Please find the lines in the following records that hold "tree", and copy them.

▼

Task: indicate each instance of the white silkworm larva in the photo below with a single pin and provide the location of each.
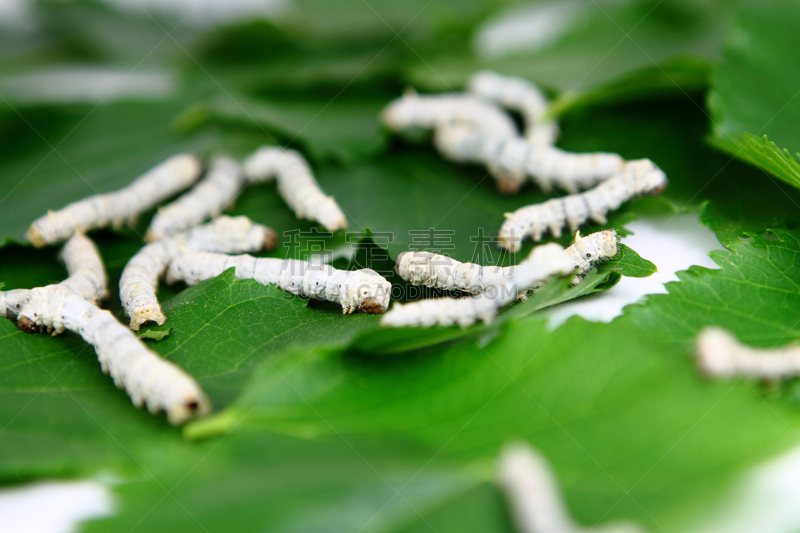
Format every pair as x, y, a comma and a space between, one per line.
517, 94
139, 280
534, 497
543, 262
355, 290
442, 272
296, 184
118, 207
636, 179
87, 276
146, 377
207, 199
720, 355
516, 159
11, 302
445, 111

▲
▼

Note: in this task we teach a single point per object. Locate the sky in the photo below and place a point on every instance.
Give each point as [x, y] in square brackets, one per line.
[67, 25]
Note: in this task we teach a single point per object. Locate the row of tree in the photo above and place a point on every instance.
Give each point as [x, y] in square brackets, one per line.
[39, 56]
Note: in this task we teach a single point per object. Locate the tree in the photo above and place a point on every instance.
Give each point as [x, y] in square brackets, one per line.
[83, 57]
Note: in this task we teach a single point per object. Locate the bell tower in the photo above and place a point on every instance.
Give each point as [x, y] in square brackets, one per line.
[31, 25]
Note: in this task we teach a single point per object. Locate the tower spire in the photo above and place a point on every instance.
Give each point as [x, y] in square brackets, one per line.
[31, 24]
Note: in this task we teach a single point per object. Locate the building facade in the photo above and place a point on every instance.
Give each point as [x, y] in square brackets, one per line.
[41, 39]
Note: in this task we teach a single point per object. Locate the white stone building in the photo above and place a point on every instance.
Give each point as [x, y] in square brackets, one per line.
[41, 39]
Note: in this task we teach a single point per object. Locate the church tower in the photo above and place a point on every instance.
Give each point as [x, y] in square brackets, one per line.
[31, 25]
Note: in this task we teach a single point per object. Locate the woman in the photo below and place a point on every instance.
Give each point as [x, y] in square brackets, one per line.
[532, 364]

▲

WRITTEN SOLUTION:
Note: in this task we teach a single point per object. Locate the row of tree in the photo above and place a point on every instance.
Note: in this task we teach a single point per object. Locate the tree in the photo above and place a point on every instance.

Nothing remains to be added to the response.